> DOCUMENT EXCERPT:
┌────────

Proposal: including a "canary" variable to illustrate poor exploration of the posterior

This idea was borne out of some work I’ve been doing on a fairly complex model with sampling issues (in PyMC3, although I normally work in Stan).

As it just so happens, this model has a parameter that is not impacted at all by the data (it has a prior distribution, and it interacts with some other parameters to create some deterministic outputs (the equivalent of generated quantities)

When looking at the densities of the sampled parameters, it is immediately obvious when the sampler took exceedingly small steps and didn’t really explore the posterior at all; compared with the known distribution of this parameter, the “posterior” from the sampler hardly covers any of the density. (The reason I mentioned this was in PyMC3 above is that Stan may have some smarter way to have different step sizes for different parameters)

I know this sampling issue is probably well-covered already by existing errors and diagnostics, but it really drove home to me the issue of the step size when I saw this.

It made me think that one could include a “canary” variable in the sampler with a known distribution unimpacted by the data, and one could use the posterior of this canary to at least rule out the issue of a very small step size.

This is trivial to do for a user, but I thought it may be interesting to include more generally. It could lead to some very straightforward visuals and diagnostics that may be easier to understand.

5 Likes

@bbbales2 @avehtari and @betanalpha

are u saying I should include a std normal in any of my Stan programs which is not tied to any other part of the data&model and then check if this variable std normal? Is that the idea here?

Yeah, that’s right. If it doesn’t come back std normal, then you know something went very wrong

I see the idea, but won’t you already know something has gone wrong just from the rhats and Neffs of the other variables?

so we could sample a std normal in the parameters block and sample one more in the generated quantities. Then we also munge these two together in a number of ways in the generated quants and then we get all sorts of diagnostics. Like that?

I wonder why the usual rhats and neffs don’t do already as @bbbales2 suggests…

I think the empirical question is whether this canary diagnostic would be more sensitive than rhat and the others already available.

2 Likes

they may! at the time i was working with PyMC3 and wasn’t getting the kind of reporting I was used to. But seeing this visually was really helpful for me.

└────────

> SUPPLIED ENTRIES:
┌────────

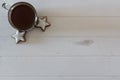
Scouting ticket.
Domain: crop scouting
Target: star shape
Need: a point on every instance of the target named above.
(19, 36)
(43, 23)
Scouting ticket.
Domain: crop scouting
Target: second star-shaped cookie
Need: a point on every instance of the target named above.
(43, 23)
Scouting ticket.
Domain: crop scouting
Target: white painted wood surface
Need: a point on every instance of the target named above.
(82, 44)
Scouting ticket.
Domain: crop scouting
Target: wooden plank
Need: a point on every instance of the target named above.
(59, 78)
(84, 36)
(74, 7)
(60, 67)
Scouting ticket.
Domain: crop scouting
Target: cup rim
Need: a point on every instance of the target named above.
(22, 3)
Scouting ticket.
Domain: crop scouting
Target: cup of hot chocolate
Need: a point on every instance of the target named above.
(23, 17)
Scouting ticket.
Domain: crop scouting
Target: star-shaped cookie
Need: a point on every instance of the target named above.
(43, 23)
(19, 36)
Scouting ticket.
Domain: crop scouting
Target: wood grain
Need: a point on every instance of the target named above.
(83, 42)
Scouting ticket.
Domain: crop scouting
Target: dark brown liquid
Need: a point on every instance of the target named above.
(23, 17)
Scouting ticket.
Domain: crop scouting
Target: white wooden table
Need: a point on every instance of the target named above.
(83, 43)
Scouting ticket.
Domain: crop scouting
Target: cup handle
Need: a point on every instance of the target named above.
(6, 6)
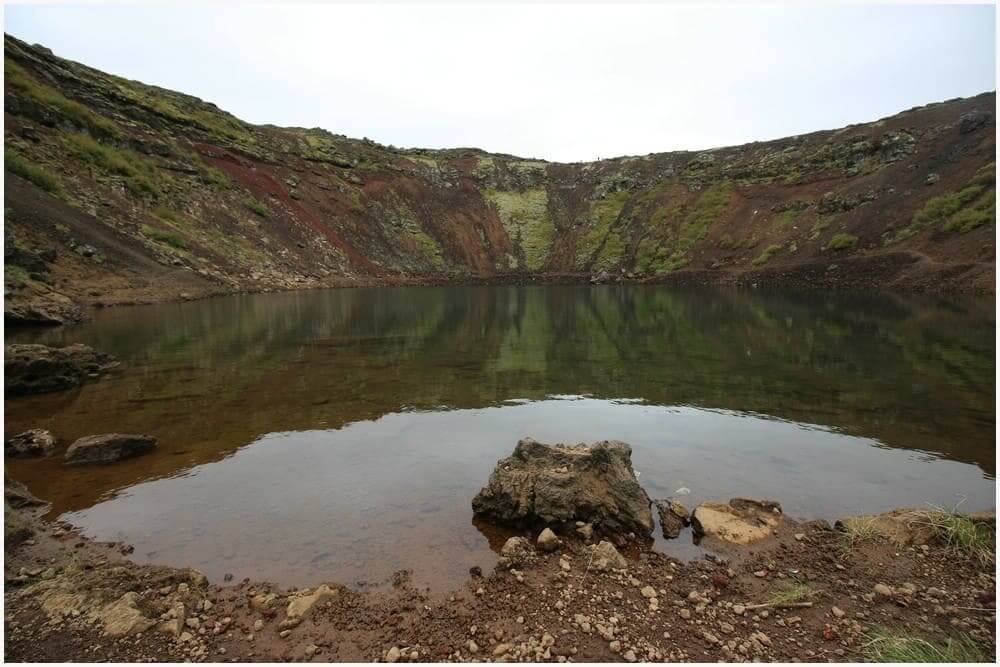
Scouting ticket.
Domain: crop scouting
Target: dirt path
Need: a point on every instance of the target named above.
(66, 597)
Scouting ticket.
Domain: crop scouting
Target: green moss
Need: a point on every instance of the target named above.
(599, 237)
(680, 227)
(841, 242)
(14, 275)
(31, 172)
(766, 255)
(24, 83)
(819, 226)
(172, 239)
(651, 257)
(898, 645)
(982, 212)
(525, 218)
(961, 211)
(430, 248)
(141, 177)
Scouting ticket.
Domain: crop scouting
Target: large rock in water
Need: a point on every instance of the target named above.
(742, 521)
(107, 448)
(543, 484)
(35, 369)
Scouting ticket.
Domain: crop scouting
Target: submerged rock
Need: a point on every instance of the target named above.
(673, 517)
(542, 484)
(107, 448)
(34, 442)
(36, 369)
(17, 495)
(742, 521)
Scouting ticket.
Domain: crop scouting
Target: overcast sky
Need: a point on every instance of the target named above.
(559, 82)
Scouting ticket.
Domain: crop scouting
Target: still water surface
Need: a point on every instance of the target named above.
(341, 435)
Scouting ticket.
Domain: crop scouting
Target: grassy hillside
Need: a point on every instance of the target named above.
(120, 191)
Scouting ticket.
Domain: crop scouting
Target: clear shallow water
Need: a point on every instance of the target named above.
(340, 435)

└────────
┌────────

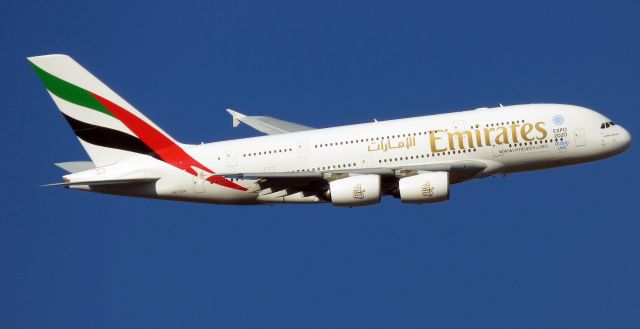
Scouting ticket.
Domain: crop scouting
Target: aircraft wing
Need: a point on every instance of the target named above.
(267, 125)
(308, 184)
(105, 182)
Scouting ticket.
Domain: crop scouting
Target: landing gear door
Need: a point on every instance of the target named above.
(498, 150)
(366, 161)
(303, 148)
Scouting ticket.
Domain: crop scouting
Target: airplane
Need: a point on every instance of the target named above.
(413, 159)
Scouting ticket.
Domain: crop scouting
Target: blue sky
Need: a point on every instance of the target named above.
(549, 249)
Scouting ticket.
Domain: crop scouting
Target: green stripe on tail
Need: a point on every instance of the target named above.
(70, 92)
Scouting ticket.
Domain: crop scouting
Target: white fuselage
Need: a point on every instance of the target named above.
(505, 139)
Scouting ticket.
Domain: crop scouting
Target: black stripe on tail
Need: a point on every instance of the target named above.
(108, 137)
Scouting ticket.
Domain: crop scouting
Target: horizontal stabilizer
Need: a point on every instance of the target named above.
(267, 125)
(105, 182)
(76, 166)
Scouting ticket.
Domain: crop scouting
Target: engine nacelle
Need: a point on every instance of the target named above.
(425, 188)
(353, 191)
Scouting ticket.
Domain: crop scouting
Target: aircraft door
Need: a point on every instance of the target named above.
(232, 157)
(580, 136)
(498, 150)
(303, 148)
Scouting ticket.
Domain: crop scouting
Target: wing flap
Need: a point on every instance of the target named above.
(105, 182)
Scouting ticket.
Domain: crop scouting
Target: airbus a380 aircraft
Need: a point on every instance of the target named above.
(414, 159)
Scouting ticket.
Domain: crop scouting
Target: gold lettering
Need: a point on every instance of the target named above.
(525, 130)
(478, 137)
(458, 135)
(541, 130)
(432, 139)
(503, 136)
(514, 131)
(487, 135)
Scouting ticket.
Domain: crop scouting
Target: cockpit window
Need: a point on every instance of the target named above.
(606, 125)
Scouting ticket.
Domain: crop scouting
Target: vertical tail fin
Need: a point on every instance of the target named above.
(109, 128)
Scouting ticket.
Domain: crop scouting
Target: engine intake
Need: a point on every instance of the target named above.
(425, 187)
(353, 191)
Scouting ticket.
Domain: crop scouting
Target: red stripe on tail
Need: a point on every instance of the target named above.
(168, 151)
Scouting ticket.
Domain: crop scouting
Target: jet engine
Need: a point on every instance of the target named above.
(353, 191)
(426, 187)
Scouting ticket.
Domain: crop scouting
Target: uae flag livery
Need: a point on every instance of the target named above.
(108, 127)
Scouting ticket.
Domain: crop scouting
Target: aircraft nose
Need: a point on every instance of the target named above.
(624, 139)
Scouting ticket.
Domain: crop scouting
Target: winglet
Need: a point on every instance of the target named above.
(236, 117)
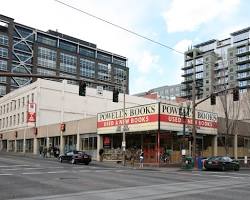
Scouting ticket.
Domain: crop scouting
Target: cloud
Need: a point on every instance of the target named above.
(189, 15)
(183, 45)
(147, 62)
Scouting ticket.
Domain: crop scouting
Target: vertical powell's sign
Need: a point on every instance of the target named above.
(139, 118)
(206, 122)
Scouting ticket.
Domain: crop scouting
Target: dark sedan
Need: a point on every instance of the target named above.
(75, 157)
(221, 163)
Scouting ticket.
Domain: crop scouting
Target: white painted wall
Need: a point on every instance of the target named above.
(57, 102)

└────────
┌────────

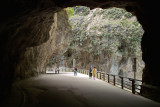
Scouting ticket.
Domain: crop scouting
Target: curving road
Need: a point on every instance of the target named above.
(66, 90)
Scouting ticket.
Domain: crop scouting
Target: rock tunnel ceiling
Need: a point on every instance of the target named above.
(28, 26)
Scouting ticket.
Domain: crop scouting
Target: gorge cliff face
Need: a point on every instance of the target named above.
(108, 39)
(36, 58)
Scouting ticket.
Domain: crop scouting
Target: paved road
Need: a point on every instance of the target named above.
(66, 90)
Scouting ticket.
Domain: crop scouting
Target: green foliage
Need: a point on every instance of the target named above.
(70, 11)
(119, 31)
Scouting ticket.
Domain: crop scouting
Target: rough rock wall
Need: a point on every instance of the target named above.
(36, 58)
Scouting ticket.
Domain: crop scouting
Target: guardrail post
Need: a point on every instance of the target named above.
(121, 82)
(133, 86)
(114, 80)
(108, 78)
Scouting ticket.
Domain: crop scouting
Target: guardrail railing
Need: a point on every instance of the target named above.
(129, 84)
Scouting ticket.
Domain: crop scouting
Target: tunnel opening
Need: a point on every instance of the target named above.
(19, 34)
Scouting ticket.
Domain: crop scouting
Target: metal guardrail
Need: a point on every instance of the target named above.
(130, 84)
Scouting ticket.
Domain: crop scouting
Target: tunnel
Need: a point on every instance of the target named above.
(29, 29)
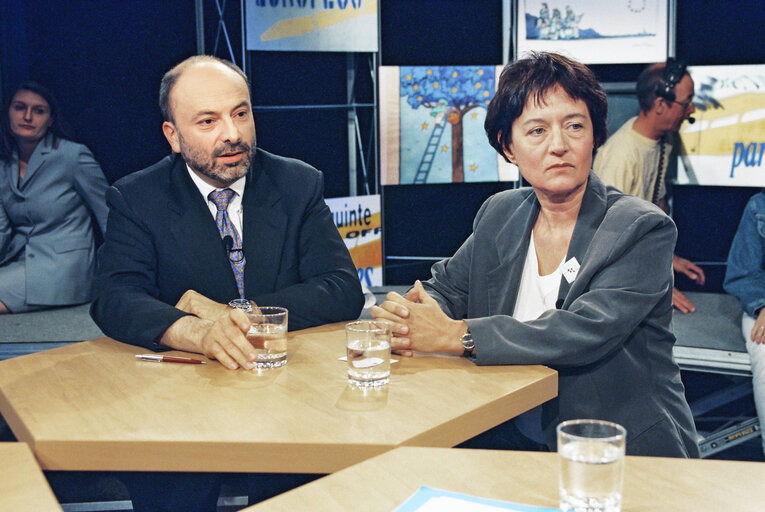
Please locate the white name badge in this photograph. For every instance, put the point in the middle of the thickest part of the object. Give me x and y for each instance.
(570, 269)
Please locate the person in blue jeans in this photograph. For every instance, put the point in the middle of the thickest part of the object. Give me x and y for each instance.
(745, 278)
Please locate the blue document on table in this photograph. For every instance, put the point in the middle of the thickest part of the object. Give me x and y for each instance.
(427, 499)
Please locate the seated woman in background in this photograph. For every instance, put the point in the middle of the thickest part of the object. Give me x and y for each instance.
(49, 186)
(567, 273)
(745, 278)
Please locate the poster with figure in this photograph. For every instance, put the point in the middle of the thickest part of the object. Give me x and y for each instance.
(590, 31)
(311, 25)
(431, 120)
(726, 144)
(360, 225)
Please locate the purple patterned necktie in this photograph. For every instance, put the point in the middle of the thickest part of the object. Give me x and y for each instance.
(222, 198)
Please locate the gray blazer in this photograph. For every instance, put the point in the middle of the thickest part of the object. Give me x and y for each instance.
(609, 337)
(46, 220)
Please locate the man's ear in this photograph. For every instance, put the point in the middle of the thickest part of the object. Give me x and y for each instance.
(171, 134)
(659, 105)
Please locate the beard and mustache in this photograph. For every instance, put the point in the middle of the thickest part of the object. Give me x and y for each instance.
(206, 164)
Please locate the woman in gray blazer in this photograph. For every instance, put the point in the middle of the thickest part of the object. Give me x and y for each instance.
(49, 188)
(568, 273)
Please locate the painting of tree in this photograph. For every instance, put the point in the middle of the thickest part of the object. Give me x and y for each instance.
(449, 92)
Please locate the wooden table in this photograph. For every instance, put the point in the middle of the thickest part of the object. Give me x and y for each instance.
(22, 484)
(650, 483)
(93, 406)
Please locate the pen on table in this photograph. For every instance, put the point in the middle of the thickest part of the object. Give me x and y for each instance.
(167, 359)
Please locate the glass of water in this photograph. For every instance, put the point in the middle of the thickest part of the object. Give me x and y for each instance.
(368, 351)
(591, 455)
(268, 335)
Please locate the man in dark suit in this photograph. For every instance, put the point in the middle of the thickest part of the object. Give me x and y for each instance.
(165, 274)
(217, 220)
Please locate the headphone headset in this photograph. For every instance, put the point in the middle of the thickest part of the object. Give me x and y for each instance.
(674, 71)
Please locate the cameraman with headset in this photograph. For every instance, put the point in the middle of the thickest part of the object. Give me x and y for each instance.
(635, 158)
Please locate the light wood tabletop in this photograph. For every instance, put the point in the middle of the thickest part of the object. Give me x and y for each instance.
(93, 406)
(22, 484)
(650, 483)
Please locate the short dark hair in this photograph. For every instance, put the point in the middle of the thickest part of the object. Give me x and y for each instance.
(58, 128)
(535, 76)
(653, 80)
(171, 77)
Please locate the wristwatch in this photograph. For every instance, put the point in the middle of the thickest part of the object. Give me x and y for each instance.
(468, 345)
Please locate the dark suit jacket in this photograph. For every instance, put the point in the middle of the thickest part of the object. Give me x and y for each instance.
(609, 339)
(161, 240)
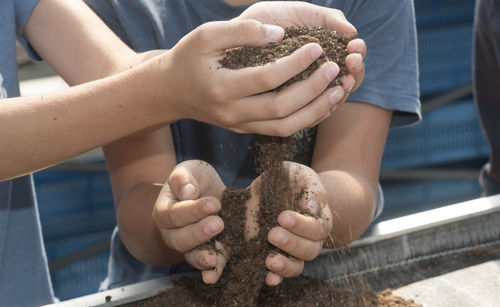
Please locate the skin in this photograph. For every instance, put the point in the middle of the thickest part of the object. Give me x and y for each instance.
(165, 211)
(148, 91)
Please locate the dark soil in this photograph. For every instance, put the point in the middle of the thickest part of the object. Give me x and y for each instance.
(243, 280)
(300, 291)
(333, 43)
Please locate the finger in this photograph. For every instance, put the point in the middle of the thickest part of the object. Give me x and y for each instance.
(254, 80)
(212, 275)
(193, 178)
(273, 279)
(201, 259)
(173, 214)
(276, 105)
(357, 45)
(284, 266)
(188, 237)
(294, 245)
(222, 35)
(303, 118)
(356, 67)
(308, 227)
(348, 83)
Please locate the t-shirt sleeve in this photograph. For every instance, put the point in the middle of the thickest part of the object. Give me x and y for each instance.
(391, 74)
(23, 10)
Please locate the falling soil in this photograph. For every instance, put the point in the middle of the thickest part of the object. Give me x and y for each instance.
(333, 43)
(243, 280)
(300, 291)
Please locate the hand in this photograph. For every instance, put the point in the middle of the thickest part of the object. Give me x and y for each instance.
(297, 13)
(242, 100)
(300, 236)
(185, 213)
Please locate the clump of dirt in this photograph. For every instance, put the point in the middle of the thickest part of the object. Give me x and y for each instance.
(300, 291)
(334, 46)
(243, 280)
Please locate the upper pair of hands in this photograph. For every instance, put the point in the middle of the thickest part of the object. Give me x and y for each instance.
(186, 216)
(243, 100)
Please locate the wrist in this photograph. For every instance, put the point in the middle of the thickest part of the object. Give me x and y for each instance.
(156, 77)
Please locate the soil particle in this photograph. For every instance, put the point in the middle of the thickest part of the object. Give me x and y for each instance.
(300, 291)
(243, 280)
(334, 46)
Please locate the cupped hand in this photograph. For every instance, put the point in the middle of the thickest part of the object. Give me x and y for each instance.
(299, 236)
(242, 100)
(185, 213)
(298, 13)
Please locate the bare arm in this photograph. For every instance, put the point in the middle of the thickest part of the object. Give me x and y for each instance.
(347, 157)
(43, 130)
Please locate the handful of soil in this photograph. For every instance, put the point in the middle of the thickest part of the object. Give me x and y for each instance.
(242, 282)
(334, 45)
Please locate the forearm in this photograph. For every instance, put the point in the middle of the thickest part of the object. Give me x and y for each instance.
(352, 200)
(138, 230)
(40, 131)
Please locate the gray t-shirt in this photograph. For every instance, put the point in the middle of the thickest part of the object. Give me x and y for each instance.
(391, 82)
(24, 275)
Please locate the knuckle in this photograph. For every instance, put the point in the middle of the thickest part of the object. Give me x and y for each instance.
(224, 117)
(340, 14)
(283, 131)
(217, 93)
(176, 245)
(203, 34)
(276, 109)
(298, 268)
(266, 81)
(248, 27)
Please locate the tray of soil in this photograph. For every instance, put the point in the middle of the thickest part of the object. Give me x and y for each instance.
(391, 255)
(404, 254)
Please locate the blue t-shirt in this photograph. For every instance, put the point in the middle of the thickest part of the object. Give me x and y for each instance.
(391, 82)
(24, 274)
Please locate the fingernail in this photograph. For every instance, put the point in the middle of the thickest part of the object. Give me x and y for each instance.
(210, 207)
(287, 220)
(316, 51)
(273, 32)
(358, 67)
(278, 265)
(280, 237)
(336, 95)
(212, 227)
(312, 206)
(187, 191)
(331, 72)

└────────

> ACTIVITY 1:
Answer these about the canary variable discussion:
(a) Which software was the proposer using for the complex model with sampling issues?
(b) What distribution does one reply suggest giving the extra variable that is not tied to the data or model?
(c) According to one reply, what is the empirical question?
> ACTIVITY 2: Please write the next reply in the canary variable discussion, following on from its final post.

> RESPONSE 1:
(a) PyMC3.
(b) A standard normal distribution.
(c) Whether the canary diagnostic would be more sensitive than rhat and the other diagnostics already available.

> RESPONSE 2:
2 Likes

This.

Adding a new variable isn’t free – if the rest of the model isn’t scaled to have variation around 1 then introducing an independent variable with a normal(0, 1) density can for example stress adaptation. Indeed adding an independent variable can even render the “canary” problem more pathological and hence make it hard to identify the pathologies inherent to the original model.

The real power of Hamiltonian Monte Carlo comes from its sensitive diagnostics like divergences and the E-FMI. Combined with the multimodality sensitive of \hat{R} we should be able to identify all of the pathologies that we have so far encountered. While we can’t prove that every pathology will manifest in failures of at least one of these diagnostics empirically they have been sufficient. Exceptions would very much be exciting from a research perspective so if you encounter any please do share!

Ultimately we can’t add new diagnostic procedures that don’t offer additional sensitivity without considering their cost – the unfortunate addition of the very expensive and unavoidable bulk and tail ESS checks into RStan provides a clear demonstration.

1 Like

Anything I can read on this (specifically why it’s unfortunate) anywhere?

1 Like

I’ll just repeat that the additional diagnostics are very expensive (this is why RStan 2.19+ takes forever to return a fit object even after the Markov chains have finished) and there have been no demonstrations of failures not caught by other diagnostics.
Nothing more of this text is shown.